> [Fragmento del texto]:
Tal día como hoy en 2006 moría Murray Bookchin, uno de los grandes y más
influyentes pensadores libertarios contemporáneos. Sus escritos sobre ecología,
comunalismo y municipalismo han sido relevantes para movimientos sociales de
todo el mundo.
Hacia un comunalismo
democrático
El Viejo Topo
30 julio, 2022
Mi visión del
anarquismo personal está lejos de ser completa; la tendencia personalista de este
cuerpo ideológico permite moldearlo de muchas maneras, siempre y cuando haya
palabras como imaginación, sagrado, intuitivo, éxtasis y primitivo que
embellezcan su superficie.
El anarquismo
social, a mi entender, está hecho de una materia fundamentalmente diferente,
heredera de la tradición de la Ilustración, con la debida consideración a sus
límites e imperfecciones. Según cómo se defina la razón, el anarquismo social
defiende la mente humana pensante sin negar de forma alguna la pasión, el
éxtasis, la imaginación, la diversión y el arte. Pero, en vez de
materializarlos en categorías nebulosas, trata de incorporarlos a la vida
cotidiana. Está comprometido con la racionalidad, oponiéndose a la vez a la
racionalización de la experiencia; lo está con la tecnología, oponiéndose a la
vez a la «megamáquina»; con la institucionalización social, oponiéndose a la
vez al sistema de clases y a la jerarquía; con una política genuina, basada en
la coordinación confederal de municipios o comunas por el pueblo, con democracia
directa cara a cara, oponiéndose a la vez al parlamentarismo y al Estado.

> [Registros proporcionados]:
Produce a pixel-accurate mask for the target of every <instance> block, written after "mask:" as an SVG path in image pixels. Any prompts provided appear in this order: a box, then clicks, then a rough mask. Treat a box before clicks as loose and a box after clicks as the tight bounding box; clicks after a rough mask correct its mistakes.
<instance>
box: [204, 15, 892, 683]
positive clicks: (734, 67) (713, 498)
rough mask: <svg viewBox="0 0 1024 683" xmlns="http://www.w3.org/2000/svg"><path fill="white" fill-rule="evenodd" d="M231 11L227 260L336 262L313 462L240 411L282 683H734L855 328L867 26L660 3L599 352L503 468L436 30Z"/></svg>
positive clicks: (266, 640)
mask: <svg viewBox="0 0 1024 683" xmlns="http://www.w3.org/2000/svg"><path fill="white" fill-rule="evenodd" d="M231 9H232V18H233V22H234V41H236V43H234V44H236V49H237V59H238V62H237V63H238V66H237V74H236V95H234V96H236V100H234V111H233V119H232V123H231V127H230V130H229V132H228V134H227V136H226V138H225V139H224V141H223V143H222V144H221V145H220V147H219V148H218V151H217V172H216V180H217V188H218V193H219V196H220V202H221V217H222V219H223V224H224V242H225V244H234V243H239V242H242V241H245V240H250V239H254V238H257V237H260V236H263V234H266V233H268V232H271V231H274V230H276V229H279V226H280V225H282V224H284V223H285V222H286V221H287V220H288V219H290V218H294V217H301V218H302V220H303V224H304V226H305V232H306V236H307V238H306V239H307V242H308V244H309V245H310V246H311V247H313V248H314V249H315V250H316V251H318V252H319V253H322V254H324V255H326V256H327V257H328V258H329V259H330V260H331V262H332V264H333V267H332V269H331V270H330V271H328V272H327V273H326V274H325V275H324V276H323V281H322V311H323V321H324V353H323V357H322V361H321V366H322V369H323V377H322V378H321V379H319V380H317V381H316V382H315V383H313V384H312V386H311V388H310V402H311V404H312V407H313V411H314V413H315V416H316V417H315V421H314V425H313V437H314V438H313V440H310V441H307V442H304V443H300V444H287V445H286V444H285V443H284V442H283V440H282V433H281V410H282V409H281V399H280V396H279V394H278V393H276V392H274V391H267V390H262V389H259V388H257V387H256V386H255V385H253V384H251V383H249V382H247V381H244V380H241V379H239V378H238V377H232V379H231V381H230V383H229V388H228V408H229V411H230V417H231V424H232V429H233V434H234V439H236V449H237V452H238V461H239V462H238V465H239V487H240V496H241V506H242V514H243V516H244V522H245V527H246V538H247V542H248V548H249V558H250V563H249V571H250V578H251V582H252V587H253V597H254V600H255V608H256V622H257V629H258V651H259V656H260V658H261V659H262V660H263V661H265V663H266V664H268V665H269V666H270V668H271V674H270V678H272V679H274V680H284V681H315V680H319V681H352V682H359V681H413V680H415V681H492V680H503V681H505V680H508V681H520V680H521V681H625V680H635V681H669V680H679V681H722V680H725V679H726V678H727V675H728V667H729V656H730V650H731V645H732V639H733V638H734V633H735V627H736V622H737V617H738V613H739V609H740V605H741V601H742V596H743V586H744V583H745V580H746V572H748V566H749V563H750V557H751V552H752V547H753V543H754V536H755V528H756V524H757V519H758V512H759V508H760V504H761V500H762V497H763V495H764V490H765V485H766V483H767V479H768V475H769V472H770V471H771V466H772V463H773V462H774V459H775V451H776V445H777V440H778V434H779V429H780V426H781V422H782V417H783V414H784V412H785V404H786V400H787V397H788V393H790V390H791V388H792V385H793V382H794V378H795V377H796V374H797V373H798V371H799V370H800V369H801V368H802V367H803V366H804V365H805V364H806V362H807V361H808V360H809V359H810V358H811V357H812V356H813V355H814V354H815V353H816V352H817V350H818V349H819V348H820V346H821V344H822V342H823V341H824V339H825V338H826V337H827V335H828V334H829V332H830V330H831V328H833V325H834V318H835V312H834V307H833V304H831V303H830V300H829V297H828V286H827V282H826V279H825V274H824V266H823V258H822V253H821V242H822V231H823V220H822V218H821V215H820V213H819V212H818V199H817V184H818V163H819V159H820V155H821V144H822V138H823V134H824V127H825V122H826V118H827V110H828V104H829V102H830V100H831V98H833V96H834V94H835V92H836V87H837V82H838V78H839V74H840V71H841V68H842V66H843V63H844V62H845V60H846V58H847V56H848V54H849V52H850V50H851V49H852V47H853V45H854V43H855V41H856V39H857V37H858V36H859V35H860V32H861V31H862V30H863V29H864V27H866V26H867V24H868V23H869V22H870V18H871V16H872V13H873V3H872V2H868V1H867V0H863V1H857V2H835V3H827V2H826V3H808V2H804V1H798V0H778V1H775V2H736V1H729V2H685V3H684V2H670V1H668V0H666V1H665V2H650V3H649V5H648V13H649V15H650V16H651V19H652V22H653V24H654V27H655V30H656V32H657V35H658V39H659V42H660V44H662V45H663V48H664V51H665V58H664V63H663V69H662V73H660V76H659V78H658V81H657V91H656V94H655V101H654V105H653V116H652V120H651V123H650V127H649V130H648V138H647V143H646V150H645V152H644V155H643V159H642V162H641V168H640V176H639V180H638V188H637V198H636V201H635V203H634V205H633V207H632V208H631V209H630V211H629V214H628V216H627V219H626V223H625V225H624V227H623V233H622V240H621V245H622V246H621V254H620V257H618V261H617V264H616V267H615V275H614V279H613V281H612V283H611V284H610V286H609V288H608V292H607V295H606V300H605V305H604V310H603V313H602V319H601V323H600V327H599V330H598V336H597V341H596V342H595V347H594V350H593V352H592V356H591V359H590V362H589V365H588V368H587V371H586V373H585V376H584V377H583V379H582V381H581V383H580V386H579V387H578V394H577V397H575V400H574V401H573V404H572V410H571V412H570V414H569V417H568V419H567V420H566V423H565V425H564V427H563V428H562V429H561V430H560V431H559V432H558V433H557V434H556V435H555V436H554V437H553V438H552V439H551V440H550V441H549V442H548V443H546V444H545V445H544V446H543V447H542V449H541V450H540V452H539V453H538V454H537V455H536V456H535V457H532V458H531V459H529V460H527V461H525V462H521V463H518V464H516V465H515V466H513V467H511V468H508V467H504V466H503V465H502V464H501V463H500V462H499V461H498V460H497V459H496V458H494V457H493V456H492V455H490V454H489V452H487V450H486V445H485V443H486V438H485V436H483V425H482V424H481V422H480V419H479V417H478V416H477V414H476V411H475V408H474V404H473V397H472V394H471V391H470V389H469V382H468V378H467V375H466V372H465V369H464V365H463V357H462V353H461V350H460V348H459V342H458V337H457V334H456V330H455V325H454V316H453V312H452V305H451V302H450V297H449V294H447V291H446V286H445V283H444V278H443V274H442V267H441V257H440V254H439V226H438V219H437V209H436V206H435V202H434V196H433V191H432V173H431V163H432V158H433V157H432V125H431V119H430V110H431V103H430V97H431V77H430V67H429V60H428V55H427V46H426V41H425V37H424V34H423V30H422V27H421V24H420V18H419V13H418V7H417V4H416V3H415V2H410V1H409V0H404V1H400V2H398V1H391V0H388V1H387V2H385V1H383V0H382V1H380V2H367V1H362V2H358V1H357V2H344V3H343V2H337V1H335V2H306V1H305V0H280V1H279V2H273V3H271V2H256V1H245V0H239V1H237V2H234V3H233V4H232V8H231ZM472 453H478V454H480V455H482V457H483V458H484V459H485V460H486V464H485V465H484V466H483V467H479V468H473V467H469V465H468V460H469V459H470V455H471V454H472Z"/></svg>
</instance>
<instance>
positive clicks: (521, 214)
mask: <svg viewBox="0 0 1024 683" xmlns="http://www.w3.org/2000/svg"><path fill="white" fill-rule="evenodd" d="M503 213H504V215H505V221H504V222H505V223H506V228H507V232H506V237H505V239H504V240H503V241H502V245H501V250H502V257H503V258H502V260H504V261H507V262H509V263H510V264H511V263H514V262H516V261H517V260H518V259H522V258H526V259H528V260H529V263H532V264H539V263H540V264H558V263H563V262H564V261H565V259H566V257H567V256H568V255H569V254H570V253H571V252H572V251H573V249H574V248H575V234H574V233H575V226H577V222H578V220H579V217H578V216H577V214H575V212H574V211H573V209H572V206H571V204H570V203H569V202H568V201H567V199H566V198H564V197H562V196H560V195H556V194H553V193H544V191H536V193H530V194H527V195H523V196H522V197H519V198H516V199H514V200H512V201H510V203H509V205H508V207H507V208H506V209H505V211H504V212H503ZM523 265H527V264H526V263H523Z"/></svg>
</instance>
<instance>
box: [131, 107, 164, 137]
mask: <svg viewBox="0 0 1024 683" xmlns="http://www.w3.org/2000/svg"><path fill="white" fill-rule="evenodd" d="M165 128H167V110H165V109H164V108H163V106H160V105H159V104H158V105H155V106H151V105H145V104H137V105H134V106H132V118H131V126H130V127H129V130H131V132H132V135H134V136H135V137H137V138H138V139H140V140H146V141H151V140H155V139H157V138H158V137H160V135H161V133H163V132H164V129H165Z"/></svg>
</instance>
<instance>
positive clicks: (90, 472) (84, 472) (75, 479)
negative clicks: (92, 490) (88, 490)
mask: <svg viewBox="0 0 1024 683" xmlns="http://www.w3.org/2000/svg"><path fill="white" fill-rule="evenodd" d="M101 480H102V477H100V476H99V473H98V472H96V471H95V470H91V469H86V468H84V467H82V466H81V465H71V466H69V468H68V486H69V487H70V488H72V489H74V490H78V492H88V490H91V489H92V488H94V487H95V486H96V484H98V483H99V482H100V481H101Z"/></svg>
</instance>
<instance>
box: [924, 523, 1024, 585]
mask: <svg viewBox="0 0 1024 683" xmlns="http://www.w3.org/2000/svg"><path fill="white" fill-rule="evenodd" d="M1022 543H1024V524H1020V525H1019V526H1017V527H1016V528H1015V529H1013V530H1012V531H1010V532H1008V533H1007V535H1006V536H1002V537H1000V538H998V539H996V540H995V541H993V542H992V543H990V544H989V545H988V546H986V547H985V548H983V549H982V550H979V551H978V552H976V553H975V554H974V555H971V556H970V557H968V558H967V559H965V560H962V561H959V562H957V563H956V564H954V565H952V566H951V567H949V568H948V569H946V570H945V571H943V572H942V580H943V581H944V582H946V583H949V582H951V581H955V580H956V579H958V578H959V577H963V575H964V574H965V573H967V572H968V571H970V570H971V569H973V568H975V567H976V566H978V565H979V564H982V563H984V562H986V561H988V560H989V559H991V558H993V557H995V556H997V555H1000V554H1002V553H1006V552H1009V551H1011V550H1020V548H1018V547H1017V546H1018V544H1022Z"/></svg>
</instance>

> [Ejercicios propuestos]:
**1)** Reproduce sin cambios el pasaje del texto sobre el anarquismo social que empieza en «Tal día como» y acaba en «embellezcan su superficie.».
**2)** Por favor, retoma el texto sobre el anarquismo social y continúalo a partir de su última oración.

> [Respuestas]:
**1)**
Tal día como hoy en 2006 moría Murray Bookchin, uno de los grandes y más
influyentes pensadores libertarios contemporáneos. Sus escritos sobre ecología,
comunalismo y municipalismo han sido relevantes para movimientos sociales de
todo el mundo.
Hacia un comunalismo
democrático
El Viejo Topo
30 julio, 2022
Mi visión del
anarquismo personal está lejos de ser completa; la tendencia personalista de este
cuerpo ideológico permite moldearlo de muchas maneras, siempre y cuando haya
palabras como imaginación, sagrado, intuitivo, éxtasis y primitivo que
embellezcan su superficie.

**2)**
Esta «comuna de
comunas», para utilizar un eslogan tradicional de revoluciones anteriores,
puede denominarse de manera apropiada comunalismo. Pese a la
opinión contraria de quienes se oponen a la democracia como «sistema», describe
la dimensión de mocrática del anarquismo como una
administración mayoritaria de la esfera pública. De manera consecuente, el
comunalismo busca la libertad más que la autonomía, en el sentido en que las he
contrapuesto. Rompe categóricamente con el ego psicopersonal stirneriano
—bohemio y liberal—, en cuanto que soberano contenido en sí mismo, afirmando
que la individualidad no surge de la nada, con unos «derechos naturales»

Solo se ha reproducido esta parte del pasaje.